Das Böse sei nach achtzig Jahren „aus der Asche wiedergeboren", hat der ukrainische Präsident Wolodymyr Selenskyj nach Beginn des russischen Angriffskrieges auf sein Land gesagt. Er verglich damit Putins Invasion mit den Gräueltaten der Nazis. Hitler fällt fast jedem sofort ein, wenn von „dem Bösen“ die Rede ist, aber auch Terroristen oder Serienmörder.
Der australische Philosophieprofessor Luke Russell versucht in seinem Buch mit dem Titel „Das Böse. Eine philosophische Spurensuche“, eine Definition des Bösen. Er fragt, wann eine Tat böse ist und wann man einen Menschen als böse bezeichnen kann. Und er will wissen, wie ein Mensch, ein Terrorist zum Beispiel, irrtümlich glauben kann, er tue etwas Gutes, wenn er eine Bombe zündet.
Das sind Spitzfindigkeiten für Philosophen, mag man sagen, doch Luke Russells Auseinandersetzung ist auch für philosophische Laien sehr gut verständlich und flüssig geschrieben. Er zieht viele allgemein bekannte Kriminalfälle oder terroristische Attentate heran, um seine Argumentation zu veranschaulichen und macht sie damit leicht nachvollziehbar.
Vor allem aber führt sein Buch zu der Erkenntnis, dass man nicht leichtfertig jemanden als böse einstufen sollte. Vielleicht hat eine Person mit einer Handlung zwar etwas falsch gemacht, aber keineswegs in böser Absicht gehandelt.

## Bereitgestellte Daten
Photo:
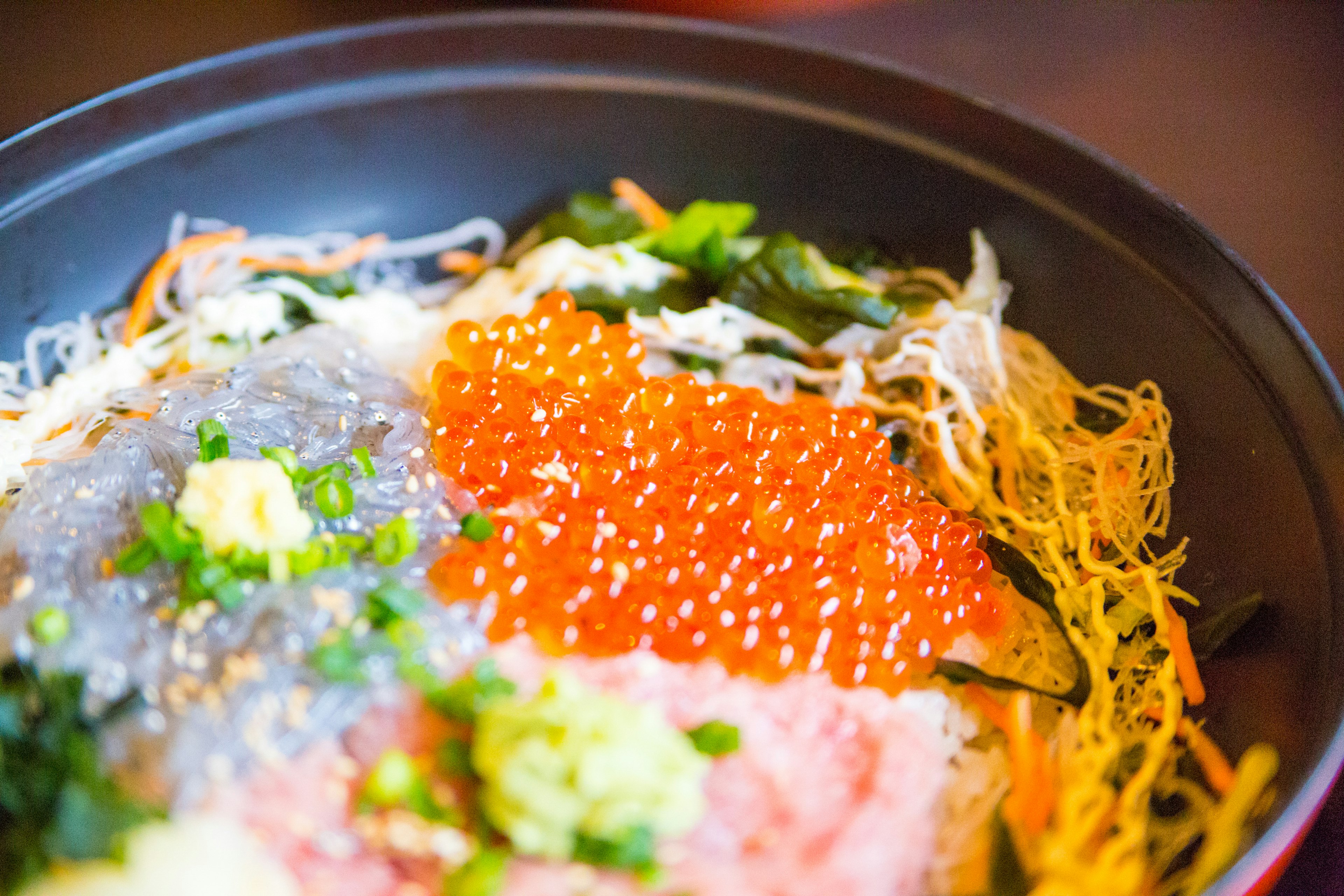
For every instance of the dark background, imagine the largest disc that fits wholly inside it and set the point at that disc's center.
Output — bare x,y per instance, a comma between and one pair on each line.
1233,109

## Fragen zum Text
• A. Prüfen Sie, ob die folgenden Aussagen mit dem Textauszug übereinstimmen, und belegen Sie jedes Ja oder Nein mit den entscheidenden Worten des Textes.
(i) Selenskyj verglich Putins Invasion mit den Gräueltaten der Nazis.
(ii) Luke Russell ist ein britischer Philosophieprofessor.
(iii) Das Buch ist nur für Fachphilosophen verständlich.
• B. Beantworten Sie anhand des Textauszugs diese Fragen:
(i) Nach wie vielen Jahren ist das Böse laut Selenskyj „aus der Asche wiedergeboren“?
(ii) Wie lautet der Titel des Buches von Luke Russell?
(iii) Was zieht Russell heran, um seine Argumentation zu veranschaulichen?

## Gegebene Antworten
• A.
(i) Ja: „Er verglich damit Putins Invasion mit den Gräueltaten der Nazis.“
(ii) Nein: „Der australische Philosophieprofessor Luke Russell“
(iii) Nein: „auch für philosophische Laien sehr gut verständlich und flüssig geschrieben“

• B.
(i) Nach achtzig Jahren.
(ii) „Das Böse. Eine philosophische Spurensuche“
(iii) Viele allgemein bekannte Kriminalfälle oder terroristische Attentate.